■ PROBLEM DETAILS ■
Gather every line of the material below that contains the word "missed", treating uppercase and lowercase letters as different.

■ INFORMATION GIVEN ■
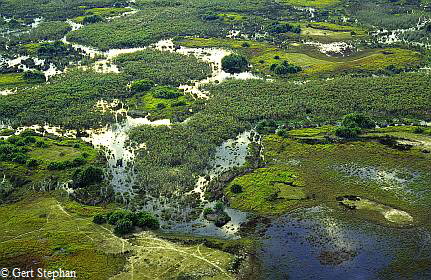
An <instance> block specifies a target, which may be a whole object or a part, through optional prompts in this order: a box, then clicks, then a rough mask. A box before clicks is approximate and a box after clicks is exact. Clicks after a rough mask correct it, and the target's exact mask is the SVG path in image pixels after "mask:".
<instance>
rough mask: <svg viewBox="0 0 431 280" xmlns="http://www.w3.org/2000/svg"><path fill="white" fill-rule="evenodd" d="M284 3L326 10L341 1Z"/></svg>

* * *

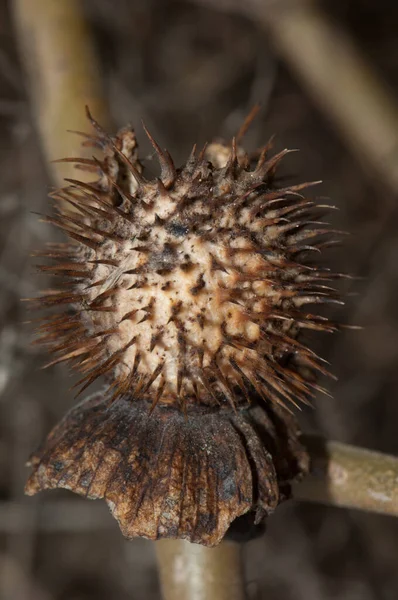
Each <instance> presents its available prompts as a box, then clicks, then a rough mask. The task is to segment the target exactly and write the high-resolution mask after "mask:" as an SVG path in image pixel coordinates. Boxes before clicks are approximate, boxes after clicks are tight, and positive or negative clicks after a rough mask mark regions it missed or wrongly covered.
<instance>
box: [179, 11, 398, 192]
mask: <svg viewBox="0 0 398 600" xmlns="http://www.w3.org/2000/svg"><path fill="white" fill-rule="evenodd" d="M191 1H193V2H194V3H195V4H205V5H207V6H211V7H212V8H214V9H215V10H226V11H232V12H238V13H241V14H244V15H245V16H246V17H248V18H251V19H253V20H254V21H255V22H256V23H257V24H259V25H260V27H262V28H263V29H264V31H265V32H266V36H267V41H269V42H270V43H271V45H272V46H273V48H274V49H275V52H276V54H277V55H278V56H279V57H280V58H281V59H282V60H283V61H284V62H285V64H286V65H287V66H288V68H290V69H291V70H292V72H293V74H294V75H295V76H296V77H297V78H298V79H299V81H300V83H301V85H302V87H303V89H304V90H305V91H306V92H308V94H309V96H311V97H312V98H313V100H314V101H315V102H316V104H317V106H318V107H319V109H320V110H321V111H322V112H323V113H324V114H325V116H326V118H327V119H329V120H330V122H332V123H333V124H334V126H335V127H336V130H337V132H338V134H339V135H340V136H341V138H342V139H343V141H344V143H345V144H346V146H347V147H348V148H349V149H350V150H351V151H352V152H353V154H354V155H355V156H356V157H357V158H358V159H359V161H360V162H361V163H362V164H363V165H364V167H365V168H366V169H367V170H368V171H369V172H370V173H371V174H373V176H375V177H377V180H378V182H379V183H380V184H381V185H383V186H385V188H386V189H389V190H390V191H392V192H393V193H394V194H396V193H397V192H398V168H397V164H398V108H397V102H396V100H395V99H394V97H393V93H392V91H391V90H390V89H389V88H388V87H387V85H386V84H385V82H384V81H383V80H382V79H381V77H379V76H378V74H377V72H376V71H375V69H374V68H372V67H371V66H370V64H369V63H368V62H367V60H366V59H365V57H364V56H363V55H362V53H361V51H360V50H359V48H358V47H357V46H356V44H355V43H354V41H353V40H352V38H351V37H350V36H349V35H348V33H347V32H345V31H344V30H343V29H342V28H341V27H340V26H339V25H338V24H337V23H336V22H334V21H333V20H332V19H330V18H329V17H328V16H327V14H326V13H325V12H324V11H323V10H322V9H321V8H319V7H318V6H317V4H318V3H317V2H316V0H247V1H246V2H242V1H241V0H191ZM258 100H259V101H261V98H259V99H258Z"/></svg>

■ RESULT BELOW ■
Each <instance> presents its available prompts as a box, then clicks, then a rough mask. The task is to segment the target exactly and write the high-resolution mask after "mask:" as an SVG path in image pixel coordinates. Boxes before clicks are approximate, boxes after clicks are tight, and positive or negative clicks after a rough mask mark regions it missed or wrongly covered.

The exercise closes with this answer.